Rows:
.....
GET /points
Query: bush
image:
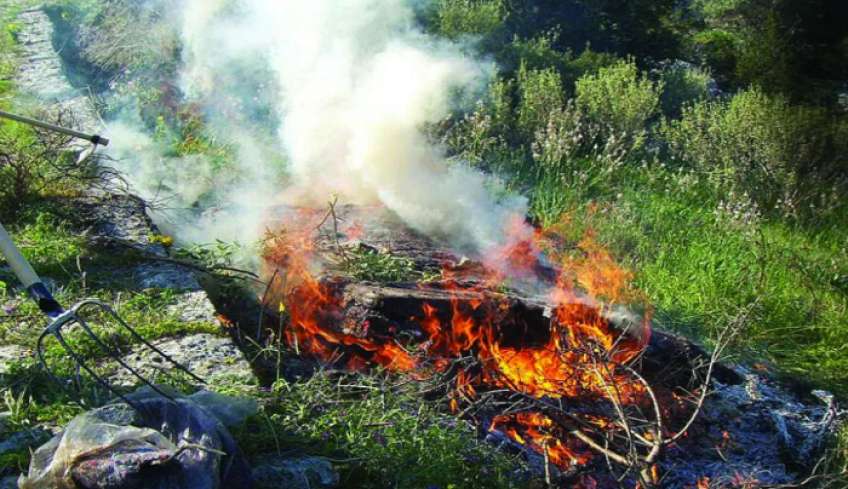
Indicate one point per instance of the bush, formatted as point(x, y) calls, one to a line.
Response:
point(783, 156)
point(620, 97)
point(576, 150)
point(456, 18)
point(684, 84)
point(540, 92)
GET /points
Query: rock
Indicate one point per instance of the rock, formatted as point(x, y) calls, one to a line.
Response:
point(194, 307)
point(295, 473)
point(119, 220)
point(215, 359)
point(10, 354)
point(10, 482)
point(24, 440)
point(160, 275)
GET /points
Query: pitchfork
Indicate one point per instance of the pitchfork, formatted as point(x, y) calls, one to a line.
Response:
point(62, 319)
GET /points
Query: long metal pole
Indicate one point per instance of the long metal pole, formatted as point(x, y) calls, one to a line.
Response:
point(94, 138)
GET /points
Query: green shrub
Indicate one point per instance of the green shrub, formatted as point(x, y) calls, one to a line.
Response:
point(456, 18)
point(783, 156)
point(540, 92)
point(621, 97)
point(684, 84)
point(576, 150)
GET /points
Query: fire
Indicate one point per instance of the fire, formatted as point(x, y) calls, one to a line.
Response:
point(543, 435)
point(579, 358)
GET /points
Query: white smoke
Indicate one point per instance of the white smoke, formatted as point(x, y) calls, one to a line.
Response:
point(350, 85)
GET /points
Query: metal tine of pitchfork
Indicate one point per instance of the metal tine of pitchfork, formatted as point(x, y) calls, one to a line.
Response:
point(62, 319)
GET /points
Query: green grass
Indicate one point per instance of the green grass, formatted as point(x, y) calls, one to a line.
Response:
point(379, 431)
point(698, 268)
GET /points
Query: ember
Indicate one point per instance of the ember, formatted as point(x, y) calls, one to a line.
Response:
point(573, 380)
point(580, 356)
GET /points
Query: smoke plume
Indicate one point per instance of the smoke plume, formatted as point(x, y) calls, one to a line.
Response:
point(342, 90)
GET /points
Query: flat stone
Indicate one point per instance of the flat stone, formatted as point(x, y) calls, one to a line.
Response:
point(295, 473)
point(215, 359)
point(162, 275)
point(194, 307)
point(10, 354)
.....
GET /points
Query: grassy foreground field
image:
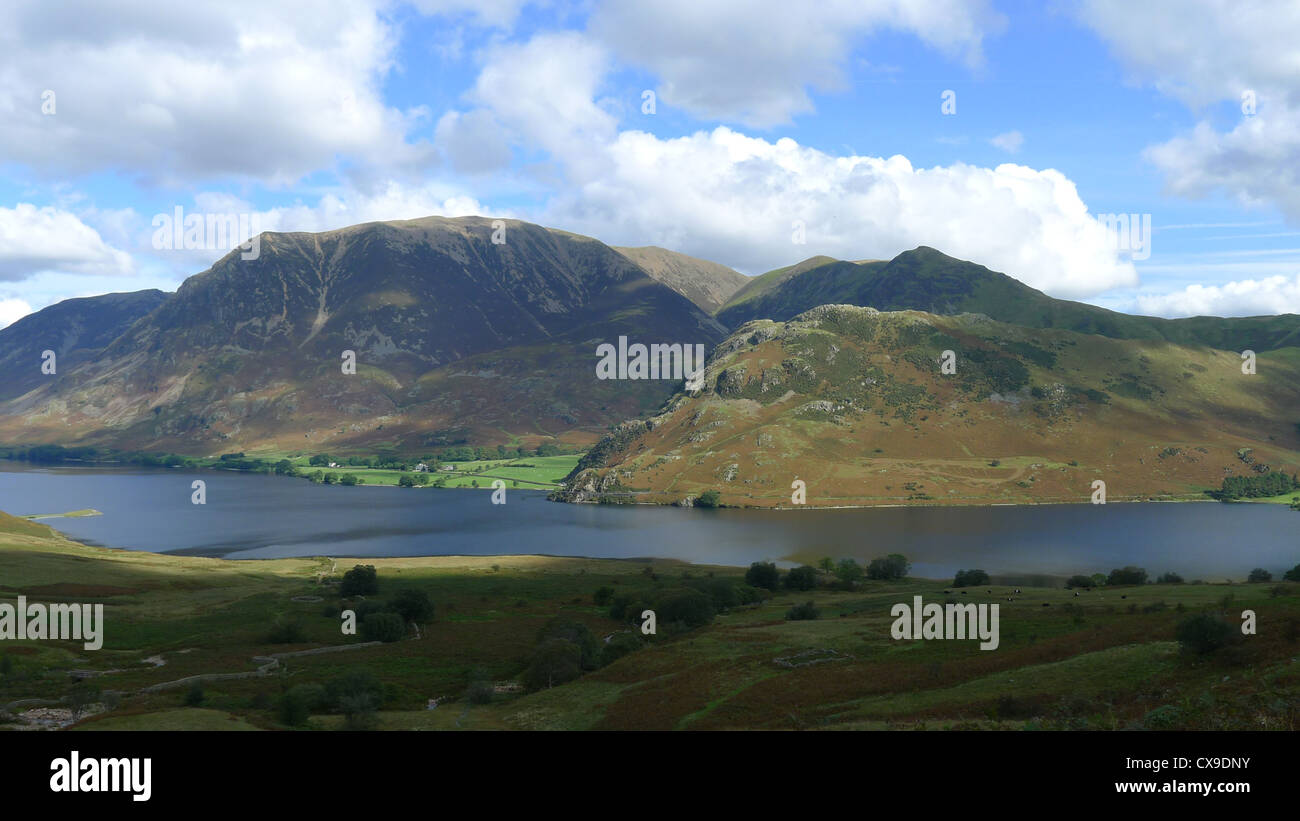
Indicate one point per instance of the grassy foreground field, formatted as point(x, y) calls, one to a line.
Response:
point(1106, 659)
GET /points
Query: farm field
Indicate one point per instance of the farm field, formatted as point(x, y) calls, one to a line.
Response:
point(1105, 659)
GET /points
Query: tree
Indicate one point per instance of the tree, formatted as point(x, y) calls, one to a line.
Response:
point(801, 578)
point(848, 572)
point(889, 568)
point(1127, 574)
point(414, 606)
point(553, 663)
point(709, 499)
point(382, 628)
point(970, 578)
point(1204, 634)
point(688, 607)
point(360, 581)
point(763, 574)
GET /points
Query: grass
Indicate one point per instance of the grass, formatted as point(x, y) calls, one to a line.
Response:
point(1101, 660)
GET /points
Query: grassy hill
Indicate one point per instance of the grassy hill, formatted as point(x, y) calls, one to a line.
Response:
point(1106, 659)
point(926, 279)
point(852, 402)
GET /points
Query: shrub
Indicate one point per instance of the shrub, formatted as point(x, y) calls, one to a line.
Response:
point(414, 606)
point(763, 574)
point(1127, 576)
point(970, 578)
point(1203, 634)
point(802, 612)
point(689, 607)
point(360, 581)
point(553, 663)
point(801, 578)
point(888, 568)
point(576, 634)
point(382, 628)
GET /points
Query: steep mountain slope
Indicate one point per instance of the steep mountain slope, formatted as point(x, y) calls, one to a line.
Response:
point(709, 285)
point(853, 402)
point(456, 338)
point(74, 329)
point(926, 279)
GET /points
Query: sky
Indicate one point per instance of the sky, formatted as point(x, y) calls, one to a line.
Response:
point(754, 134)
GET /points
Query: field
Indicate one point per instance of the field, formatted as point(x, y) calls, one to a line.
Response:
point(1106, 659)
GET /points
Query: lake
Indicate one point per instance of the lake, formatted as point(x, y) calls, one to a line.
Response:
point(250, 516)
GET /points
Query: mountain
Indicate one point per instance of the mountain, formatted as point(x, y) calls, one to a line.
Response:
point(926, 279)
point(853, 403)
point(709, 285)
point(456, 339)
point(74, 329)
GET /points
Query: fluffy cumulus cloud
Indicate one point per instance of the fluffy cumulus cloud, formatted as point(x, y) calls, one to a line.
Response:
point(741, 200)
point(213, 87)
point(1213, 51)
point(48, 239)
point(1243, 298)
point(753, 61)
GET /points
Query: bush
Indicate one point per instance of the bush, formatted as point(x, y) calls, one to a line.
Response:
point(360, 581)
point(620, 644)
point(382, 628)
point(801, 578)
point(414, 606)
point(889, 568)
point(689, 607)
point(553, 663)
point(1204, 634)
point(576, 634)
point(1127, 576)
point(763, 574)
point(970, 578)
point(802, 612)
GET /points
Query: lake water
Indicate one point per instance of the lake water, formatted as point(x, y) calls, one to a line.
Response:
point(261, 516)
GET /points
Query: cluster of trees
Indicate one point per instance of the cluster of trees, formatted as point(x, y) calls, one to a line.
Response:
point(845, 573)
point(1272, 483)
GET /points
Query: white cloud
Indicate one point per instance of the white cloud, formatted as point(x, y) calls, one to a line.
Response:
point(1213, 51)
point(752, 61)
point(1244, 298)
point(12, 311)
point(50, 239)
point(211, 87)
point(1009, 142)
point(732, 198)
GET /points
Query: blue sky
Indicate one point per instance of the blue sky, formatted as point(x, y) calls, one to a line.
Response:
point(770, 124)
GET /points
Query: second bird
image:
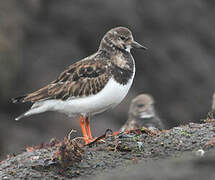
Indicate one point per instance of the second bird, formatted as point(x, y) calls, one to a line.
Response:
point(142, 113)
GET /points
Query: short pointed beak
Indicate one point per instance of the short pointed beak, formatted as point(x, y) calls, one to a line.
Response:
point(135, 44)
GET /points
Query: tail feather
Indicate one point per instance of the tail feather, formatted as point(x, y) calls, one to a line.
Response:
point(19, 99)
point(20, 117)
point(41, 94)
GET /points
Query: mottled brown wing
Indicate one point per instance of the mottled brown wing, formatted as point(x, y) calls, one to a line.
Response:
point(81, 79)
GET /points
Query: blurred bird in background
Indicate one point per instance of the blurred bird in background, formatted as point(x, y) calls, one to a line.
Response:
.....
Given instruction:
Pull out every line of the material that contains the word "mottled".

Solved exercise:
Query: mottled brown wing
Indicate one point per instance of the mottled brown wing, formatted as point(x, y) calls, one to a line.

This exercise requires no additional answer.